BEGIN SOURCE DOCUMENT

Operator: Our next question comes from the line of Peter Arment with Baird.

Peter Arment: Chris, I don’t think anyone would question the demand signals on supporting these multiyear agreements. But maybe you could just give us a little color on like how L3 is protected on the downside if there are changes thinking out. I know you probably thought a lot about that, but just curious to your thoughts.

Christopher Kubasik: Yes. Thanks, Peter. No, I mean, that’s absolutely a key focus of these negotiations. And the DoW understands we’re leaning forward as is the entire defense industrial base. We may have started sooner than the rest, but everybody understands that it’s more like a commercial world, right? You make the investments to get the long-term returns. And these 5 and 7-year deals, I think, are a big deal. I mean there’s bipartisan support for this, especially on missiles and munitions. And then it’s hard to predict the future. Hopefully, a lot of this will be funded through the reconciliation. That is 10-year money. So you could argue that, that could be covered in that. But yes, there will be protections for changes in quantities.

And I guess, in the unlikely event that a program is no longer funded or needed. But given the demand signal, it’s hard to imagine that, that would occur at least in where we’re focused, which, of course, is missiles and munitions. So that will be the next step. The framework agreement, obviously, at a high level, there’s an agreement relative to that. Now we just need to reduce it to writing. So great question, but clearly, that’s on the top of everybody’s list for the entire industry. And I think we’re all going to be aligned and get the protections we need.

Operator: Our next question comes from the line of Scott Mikus with Melius Research.

Scott Mikus: Going back to Peter’s question, I’m just curious at Missile Solutions, you have an aggressive volume ramp over the next decade. Just curious, how much of your material spend at Missile Solutions is with sole-source suppliers? And when you firm up your multiyear agreements with the Department of War, are you also going to lock in those key suppliers so you’re protected on inflationary pressures?

Christopher Kubasik: Yes. Thanks, Scott. The answer is yes to the second part. In fact, we’ve had long-term agreements with the majority of our top suppliers. We’re working with them, as you would imagine, to allow them to ramp up as well. And many of those suppliers are making investments on their own. And of course, the Department of War is also helping them either with equity investments or loans. So I think that’s going to be, as you suggest, implied in your question, that’s going to be a key really to all of us to ramping is the supply chain. And again, that was one of the first discussions going back almost a year with the DoW. They understand the need for the supply chain. And in fact, we are part of the supply chain as a first-tier supplier with the SRMs to the missile primes.

END SOURCE DOCUMENT
BEGIN AVAILABLE RECORDS

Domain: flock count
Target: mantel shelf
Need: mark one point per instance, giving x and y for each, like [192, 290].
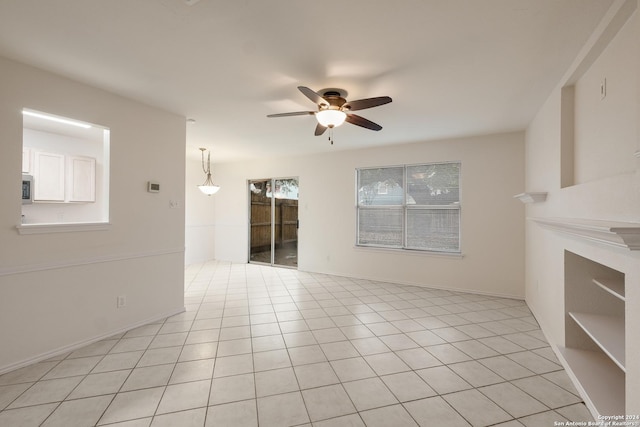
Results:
[619, 234]
[531, 197]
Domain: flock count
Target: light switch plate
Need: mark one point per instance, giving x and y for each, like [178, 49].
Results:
[153, 187]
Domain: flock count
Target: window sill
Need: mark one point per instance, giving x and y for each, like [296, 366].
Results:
[411, 252]
[62, 228]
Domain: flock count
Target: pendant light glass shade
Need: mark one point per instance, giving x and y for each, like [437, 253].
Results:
[207, 187]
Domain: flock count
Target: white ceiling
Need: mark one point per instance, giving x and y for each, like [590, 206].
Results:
[453, 67]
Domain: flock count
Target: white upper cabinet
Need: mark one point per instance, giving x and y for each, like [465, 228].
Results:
[49, 176]
[81, 179]
[60, 178]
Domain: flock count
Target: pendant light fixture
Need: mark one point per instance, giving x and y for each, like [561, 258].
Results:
[208, 187]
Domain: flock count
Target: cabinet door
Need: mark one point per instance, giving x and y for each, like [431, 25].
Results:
[48, 176]
[82, 179]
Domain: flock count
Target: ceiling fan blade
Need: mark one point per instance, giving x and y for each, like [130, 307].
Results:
[296, 113]
[314, 96]
[361, 104]
[319, 129]
[361, 121]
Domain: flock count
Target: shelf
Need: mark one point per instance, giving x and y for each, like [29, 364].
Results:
[615, 233]
[601, 380]
[606, 331]
[614, 287]
[531, 197]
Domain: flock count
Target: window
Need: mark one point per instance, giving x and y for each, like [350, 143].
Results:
[66, 162]
[410, 207]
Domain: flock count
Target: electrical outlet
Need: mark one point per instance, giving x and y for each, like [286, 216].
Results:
[121, 302]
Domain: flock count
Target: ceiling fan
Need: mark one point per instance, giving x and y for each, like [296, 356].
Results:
[334, 109]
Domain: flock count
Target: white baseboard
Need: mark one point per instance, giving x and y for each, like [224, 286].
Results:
[79, 344]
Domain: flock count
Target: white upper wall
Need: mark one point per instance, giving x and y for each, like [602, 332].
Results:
[606, 185]
[61, 288]
[492, 221]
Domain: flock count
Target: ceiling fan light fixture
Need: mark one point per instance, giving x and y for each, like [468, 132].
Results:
[331, 118]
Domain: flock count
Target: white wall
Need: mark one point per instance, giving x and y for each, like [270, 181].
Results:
[607, 182]
[492, 221]
[58, 290]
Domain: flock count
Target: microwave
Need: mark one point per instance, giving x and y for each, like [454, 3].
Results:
[27, 189]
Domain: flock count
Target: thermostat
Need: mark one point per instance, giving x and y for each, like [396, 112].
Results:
[153, 187]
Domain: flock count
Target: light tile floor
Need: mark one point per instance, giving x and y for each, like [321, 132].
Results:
[277, 347]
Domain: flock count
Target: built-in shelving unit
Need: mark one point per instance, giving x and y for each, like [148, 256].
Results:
[595, 332]
[614, 287]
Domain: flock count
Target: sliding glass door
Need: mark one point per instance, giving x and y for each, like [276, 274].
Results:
[273, 221]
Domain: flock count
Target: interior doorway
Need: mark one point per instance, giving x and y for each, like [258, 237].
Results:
[273, 221]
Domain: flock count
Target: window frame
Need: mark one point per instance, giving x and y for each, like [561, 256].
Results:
[406, 208]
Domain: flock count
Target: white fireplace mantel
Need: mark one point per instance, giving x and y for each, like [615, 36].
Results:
[620, 234]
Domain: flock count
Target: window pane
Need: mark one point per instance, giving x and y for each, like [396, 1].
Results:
[433, 229]
[434, 184]
[381, 186]
[380, 227]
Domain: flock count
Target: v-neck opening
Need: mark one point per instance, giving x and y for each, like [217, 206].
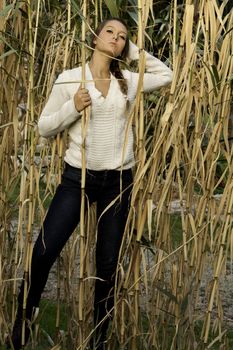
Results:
[93, 80]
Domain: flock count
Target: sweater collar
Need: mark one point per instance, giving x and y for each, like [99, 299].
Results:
[91, 84]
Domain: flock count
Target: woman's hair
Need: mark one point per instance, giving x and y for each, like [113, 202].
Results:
[114, 66]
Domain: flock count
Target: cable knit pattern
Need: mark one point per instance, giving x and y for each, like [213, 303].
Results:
[108, 121]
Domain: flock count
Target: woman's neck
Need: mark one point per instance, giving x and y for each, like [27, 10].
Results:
[100, 65]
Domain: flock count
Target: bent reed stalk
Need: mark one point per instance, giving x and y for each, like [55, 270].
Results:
[184, 155]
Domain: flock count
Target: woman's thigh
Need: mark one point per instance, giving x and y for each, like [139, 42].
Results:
[112, 215]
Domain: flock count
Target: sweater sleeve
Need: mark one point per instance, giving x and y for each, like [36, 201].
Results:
[157, 73]
[59, 111]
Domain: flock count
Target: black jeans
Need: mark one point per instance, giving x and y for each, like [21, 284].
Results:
[62, 218]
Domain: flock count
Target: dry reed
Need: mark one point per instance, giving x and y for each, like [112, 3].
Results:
[182, 144]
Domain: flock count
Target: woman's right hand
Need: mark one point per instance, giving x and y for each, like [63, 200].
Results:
[82, 99]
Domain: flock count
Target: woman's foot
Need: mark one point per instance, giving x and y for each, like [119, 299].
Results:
[21, 329]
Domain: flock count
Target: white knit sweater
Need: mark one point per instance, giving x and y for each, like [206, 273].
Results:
[108, 120]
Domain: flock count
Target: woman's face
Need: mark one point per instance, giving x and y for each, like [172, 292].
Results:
[111, 39]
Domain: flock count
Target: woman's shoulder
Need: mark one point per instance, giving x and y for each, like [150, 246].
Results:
[71, 74]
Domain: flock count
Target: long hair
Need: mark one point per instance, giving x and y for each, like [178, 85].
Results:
[114, 66]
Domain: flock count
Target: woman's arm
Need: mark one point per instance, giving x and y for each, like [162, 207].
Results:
[59, 112]
[157, 73]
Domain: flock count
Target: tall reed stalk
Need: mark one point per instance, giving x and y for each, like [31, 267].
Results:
[184, 156]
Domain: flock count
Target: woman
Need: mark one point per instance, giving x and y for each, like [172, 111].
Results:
[108, 92]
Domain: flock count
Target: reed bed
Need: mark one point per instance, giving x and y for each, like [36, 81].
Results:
[184, 152]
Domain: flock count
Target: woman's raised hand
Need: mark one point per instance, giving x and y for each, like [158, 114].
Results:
[82, 99]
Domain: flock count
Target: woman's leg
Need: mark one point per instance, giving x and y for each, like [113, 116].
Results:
[61, 220]
[110, 231]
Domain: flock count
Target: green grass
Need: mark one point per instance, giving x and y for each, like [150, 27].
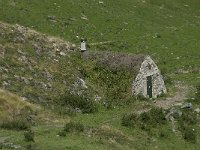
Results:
[167, 30]
[133, 25]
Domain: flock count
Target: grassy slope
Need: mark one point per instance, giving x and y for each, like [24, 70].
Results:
[166, 30]
[134, 25]
[32, 64]
[11, 105]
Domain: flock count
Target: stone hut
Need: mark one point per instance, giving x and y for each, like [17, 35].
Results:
[148, 80]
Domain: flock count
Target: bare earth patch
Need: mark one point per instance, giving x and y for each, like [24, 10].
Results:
[178, 98]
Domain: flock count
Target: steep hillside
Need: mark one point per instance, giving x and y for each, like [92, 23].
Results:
[168, 30]
[35, 66]
[12, 106]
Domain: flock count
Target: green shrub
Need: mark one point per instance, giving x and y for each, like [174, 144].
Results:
[74, 127]
[16, 124]
[186, 124]
[153, 118]
[146, 120]
[85, 104]
[62, 133]
[29, 136]
[129, 120]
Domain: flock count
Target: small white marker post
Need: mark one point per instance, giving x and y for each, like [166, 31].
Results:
[83, 46]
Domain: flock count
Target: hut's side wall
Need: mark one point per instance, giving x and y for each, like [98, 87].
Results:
[149, 68]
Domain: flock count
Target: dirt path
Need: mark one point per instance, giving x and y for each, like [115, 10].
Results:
[179, 97]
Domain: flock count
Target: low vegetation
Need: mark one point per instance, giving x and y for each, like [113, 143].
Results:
[50, 72]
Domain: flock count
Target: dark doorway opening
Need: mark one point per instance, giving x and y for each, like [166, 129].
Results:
[149, 86]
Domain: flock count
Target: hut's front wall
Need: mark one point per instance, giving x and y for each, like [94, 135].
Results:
[149, 68]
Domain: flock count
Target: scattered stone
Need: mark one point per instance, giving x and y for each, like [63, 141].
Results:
[188, 106]
[197, 110]
[101, 2]
[173, 113]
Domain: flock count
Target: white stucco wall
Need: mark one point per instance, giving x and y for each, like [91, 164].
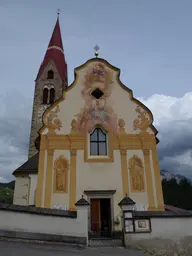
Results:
[36, 223]
[21, 191]
[167, 232]
[60, 199]
[33, 186]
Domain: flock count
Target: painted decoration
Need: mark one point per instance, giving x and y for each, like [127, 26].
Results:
[61, 169]
[96, 92]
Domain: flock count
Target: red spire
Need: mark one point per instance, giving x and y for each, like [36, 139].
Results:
[55, 53]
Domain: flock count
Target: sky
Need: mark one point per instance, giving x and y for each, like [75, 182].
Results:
[150, 41]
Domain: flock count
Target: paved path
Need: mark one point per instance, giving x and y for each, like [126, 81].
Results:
[8, 248]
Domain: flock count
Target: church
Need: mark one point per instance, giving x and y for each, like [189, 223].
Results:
[90, 138]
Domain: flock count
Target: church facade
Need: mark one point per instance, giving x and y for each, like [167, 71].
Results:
[92, 138]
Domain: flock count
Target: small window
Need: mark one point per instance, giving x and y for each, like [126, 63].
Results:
[45, 95]
[98, 143]
[52, 96]
[50, 74]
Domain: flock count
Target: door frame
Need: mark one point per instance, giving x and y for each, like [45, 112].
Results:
[100, 194]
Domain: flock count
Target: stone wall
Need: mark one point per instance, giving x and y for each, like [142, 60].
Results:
[170, 234]
[44, 224]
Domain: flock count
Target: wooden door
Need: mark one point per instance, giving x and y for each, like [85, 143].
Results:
[95, 215]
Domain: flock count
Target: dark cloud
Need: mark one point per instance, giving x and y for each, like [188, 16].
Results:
[175, 138]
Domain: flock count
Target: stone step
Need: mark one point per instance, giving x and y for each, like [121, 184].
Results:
[105, 242]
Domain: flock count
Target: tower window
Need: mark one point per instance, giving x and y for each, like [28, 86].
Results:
[52, 96]
[98, 143]
[50, 74]
[45, 95]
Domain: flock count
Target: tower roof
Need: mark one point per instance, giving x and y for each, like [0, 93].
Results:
[55, 52]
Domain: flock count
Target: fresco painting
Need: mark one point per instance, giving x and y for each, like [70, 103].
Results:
[97, 110]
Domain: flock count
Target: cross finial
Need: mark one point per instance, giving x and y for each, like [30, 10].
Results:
[58, 12]
[96, 48]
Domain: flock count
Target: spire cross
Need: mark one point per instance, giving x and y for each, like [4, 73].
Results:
[96, 48]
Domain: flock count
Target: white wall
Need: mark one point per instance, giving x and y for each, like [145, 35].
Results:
[45, 224]
[167, 233]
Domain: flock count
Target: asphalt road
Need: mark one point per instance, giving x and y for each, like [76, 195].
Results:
[9, 248]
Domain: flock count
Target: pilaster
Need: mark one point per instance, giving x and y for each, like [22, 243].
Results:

END AVAILABLE RECORDS

**WHAT TO WORK ON**
• 1. Revise the earnings call transcript from "Christopher Kubasik: Yes. Thanks, Scott." to "the missile primes.", putting "direct supplier" in place of "first-tier supplier".
• 2. Pull out every line of the listing that contains the string "church", matching case exactly.

**ANSWERS PER TASK**
• 1.
Christopher Kubasik: Yes. Thanks, Scott. The answer is yes to the second part. In fact, we’ve had long-term agreements with the majority of our top suppliers. We’re working with them, as you would imagine, to allow them to ramp up as well. And many of those suppliers are making investments on their own. And of course, the Department of War is also helping them either with equity investments or loans. So I think that’s going to be, as you suggest, implied in your question, that’s going to be a key really to all of us to ramping is the supply chain. And again, that was one of the first discussions going back almost a year with the DoW. They understand the need for the supply chain. And in fact, we are part of the supply chain as a direct supplier with the SRMs to the missile primes.

• 2.
Target: church
Target: church facade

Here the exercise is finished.